Retype every record exactly as it appears.

(Data items)
§ §

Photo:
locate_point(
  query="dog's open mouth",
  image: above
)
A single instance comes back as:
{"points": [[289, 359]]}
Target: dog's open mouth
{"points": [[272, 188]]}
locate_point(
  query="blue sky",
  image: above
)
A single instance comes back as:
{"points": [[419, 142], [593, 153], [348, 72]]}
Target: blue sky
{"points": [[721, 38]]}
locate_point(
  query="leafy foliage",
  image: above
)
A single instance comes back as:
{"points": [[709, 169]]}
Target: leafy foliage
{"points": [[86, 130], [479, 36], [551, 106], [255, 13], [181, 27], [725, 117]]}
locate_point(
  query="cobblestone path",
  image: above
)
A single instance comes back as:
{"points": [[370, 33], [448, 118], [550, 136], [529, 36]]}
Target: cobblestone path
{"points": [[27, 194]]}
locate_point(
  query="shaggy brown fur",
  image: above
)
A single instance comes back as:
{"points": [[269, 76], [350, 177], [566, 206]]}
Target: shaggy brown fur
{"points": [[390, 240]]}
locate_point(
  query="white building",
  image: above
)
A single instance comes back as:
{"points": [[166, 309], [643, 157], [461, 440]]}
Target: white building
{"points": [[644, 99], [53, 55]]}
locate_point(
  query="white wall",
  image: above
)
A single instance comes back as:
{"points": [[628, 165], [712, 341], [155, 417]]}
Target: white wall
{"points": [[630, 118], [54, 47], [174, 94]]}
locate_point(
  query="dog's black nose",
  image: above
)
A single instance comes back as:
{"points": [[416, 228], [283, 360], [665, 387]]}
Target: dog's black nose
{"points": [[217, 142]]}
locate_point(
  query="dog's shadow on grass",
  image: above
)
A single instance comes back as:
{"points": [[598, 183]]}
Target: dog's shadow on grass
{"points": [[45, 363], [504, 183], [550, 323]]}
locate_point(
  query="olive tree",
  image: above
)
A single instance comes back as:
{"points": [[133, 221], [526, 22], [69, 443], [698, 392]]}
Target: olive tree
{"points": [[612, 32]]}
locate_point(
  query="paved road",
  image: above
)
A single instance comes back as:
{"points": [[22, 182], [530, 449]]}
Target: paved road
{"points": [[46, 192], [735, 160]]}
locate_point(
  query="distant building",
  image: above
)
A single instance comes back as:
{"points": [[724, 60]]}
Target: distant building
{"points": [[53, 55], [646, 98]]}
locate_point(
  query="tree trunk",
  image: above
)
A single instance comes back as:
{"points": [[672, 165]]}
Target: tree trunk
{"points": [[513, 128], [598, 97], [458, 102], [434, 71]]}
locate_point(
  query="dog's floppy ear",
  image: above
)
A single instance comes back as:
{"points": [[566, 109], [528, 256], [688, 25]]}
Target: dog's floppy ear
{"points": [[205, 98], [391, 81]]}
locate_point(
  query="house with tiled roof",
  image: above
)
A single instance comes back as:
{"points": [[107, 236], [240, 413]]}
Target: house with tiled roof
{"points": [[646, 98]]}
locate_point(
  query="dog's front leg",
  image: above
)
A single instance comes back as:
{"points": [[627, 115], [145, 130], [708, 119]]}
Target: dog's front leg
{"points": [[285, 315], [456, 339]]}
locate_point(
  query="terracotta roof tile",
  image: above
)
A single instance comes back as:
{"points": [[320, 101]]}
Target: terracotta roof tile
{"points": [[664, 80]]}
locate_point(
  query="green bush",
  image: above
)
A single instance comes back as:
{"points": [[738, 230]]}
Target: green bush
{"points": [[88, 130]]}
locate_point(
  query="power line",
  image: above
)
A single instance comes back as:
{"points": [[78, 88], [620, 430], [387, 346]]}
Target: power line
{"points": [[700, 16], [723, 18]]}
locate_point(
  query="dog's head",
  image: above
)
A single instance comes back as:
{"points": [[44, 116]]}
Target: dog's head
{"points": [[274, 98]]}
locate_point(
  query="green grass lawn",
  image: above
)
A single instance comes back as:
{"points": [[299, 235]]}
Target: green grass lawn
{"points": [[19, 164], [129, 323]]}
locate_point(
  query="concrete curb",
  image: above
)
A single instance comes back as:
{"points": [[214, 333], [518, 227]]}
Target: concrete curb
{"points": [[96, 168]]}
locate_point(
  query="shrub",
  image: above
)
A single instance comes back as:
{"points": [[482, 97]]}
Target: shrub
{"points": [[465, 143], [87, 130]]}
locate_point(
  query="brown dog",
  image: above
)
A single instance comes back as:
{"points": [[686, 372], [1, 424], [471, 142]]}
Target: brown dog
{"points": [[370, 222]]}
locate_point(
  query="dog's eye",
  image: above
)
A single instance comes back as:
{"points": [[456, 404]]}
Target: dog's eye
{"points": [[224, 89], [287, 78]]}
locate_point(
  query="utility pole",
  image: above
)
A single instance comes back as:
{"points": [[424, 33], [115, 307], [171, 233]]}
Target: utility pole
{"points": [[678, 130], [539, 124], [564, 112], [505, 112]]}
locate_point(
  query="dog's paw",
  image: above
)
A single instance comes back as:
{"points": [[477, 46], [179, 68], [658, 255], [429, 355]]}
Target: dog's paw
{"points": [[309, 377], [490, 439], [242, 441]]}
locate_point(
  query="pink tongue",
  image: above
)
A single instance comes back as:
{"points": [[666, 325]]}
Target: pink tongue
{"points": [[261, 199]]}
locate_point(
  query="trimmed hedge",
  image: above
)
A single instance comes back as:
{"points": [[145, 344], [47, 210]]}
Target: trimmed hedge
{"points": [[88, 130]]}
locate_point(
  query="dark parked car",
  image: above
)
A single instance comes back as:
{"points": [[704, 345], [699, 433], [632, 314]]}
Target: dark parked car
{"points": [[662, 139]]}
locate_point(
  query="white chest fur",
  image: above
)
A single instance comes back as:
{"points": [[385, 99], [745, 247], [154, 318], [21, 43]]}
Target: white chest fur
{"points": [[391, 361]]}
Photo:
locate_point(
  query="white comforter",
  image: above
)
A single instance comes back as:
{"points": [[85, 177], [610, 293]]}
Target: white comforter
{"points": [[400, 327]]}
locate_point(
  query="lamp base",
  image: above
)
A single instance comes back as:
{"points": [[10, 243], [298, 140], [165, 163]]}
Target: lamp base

§ §

- **SOLUTION TO THIS TASK**:
Photo:
locate_point(
  query="dog's open mouth",
  image: above
)
A single instance comes back as:
{"points": [[289, 359]]}
Target: dog's open mouth
{"points": [[272, 188]]}
locate_point(
  query="blue sky",
  image: above
)
A single instance comes back as:
{"points": [[419, 142], [593, 153], [348, 72]]}
Target: blue sky
{"points": [[721, 38]]}
locate_point(
  query="leafy foliage",
  image: above
)
A single instance comes back as:
{"points": [[709, 169]]}
Target: leafy foliage
{"points": [[86, 130], [479, 36], [551, 106], [255, 13], [181, 27], [725, 117]]}
locate_point(
  query="cobblestone path",
  image: above
)
A single instance comes back as:
{"points": [[370, 33], [448, 118], [550, 136], [529, 36]]}
Target: cobblestone path
{"points": [[27, 194]]}
locate_point(
  query="shaggy brown fur",
  image: above
)
A single instance comes back as:
{"points": [[269, 76], [350, 177], [566, 206]]}
Target: shaggy brown fur
{"points": [[390, 240]]}
locate_point(
  query="white building",
  image: above
)
A single instance comes back as:
{"points": [[166, 309], [643, 157], [461, 440]]}
Target: white building
{"points": [[644, 99], [53, 55]]}
locate_point(
  query="white wall",
  image: above
)
A single instance comes back as:
{"points": [[628, 165], [712, 341], [155, 417]]}
Target: white wall
{"points": [[630, 118], [54, 47], [174, 94]]}
locate_point(
  query="dog's black nose",
  image: above
)
A single instance comes back as:
{"points": [[416, 228], [283, 360], [665, 387]]}
Target: dog's black nose
{"points": [[217, 142]]}
locate_point(
  query="dog's shadow on grass",
  image: above
)
A single instance comes back as:
{"points": [[598, 183]]}
Target: dog's shadow on grass
{"points": [[45, 363], [504, 183], [550, 323]]}
locate_point(
  query="olive tree",
  image: above
)
A single instance comes back as:
{"points": [[133, 221], [526, 22], [69, 443], [698, 392]]}
Target: olive tree
{"points": [[612, 32]]}
locate_point(
  query="paved road",
  image: above
)
A single instance comes back as:
{"points": [[22, 182], [530, 449]]}
Target: paved road
{"points": [[46, 192], [735, 160]]}
locate_point(
  query="distant building",
  image: above
)
A single instance comes back as:
{"points": [[724, 60]]}
Target: distant building
{"points": [[53, 55], [646, 98]]}
locate_point(
  query="tree trunk",
  image: above
)
A single instance comes back as:
{"points": [[672, 165]]}
Target: tree trunk
{"points": [[513, 128], [598, 97], [458, 102], [434, 71]]}
locate_point(
  query="dog's floppy ear",
  image: above
)
A single instance comes back as:
{"points": [[566, 109], [528, 256], [688, 25]]}
Target: dog's floppy ear
{"points": [[205, 98], [391, 81]]}
locate_point(
  query="house with tiled roof",
  image: above
)
A single instance comes back as:
{"points": [[107, 236], [240, 413]]}
Target: house with tiled roof
{"points": [[646, 98]]}
locate_point(
  query="dog's front leg",
  image: above
)
A single instance comes back as:
{"points": [[627, 115], [145, 130], [708, 119]]}
Target: dog's front leg
{"points": [[285, 315], [456, 339]]}
locate_point(
  query="terracotta roof tile",
  image: above
)
A single instance comes back as:
{"points": [[320, 101]]}
Target: terracotta roof tile
{"points": [[664, 80]]}
locate_point(
  query="green bush",
  image: above
)
A single instance comes back as:
{"points": [[738, 230]]}
Target: green bush
{"points": [[88, 130]]}
locate_point(
  query="power line",
  image: above
)
A single instance comes back as:
{"points": [[78, 88], [620, 430], [387, 346]]}
Target: power line
{"points": [[700, 16], [723, 18]]}
locate_point(
  query="dog's head",
  image: above
)
A single instance comes back as:
{"points": [[44, 116]]}
Target: dog's head
{"points": [[274, 98]]}
locate_point(
  query="green grass lawn",
  image: above
)
A single instance comes back as:
{"points": [[299, 235]]}
Target: green grass lawn
{"points": [[19, 164], [129, 323]]}
locate_point(
  query="concrete curb",
  image: above
)
A single instance comes back as:
{"points": [[214, 333], [518, 227]]}
Target: concrete curb
{"points": [[96, 168]]}
locate_point(
  query="shrub",
  image: above
)
A single instance comes back as:
{"points": [[482, 97]]}
Target: shrub
{"points": [[465, 143], [87, 130]]}
locate_point(
  query="brown dog",
  image: above
)
A single instance comes back as:
{"points": [[686, 372], [1, 424], [471, 142]]}
Target: brown dog
{"points": [[370, 222]]}
locate_point(
  query="dog's eye",
  image: above
)
A single instance comes back as:
{"points": [[456, 404]]}
Target: dog's eye
{"points": [[224, 89], [287, 78]]}
locate_point(
  query="utility pole",
  image: above
)
A single instance comes back as:
{"points": [[424, 33], [115, 307], [171, 233]]}
Target: utility pole
{"points": [[678, 130], [539, 124], [564, 112], [505, 112]]}
locate_point(
  query="dog's paw",
  image: above
)
A single instance comes back as:
{"points": [[477, 46], [179, 68], [658, 255], [429, 355]]}
Target: dog's paw
{"points": [[309, 377], [490, 439], [242, 441]]}
locate_point(
  query="pink tongue",
  image: above
)
A single instance comes back as:
{"points": [[666, 325]]}
Target: pink tongue
{"points": [[261, 199]]}
locate_point(
  query="trimmed hedge",
  image: above
)
A single instance comes back as:
{"points": [[145, 344], [47, 210]]}
Target: trimmed hedge
{"points": [[88, 130]]}
locate_point(
  query="dark parked car",
  image: above
)
A single instance comes back as:
{"points": [[704, 345], [699, 433], [632, 314]]}
Target: dark parked car
{"points": [[662, 139]]}
locate_point(
  query="white chest fur",
  image: above
)
A single instance comes back as:
{"points": [[385, 99], [745, 247], [154, 318], [21, 43]]}
Target: white chest fur
{"points": [[391, 361]]}
Photo:
locate_point(
  query="white comforter",
  image: above
)
A single instance comes back as:
{"points": [[85, 177], [610, 293]]}
Target: white comforter
{"points": [[400, 327]]}
locate_point(
  query="lamp base",
  image: above
)
A single instance comes back as:
{"points": [[10, 243], [298, 140], [165, 163]]}
Target: lamp base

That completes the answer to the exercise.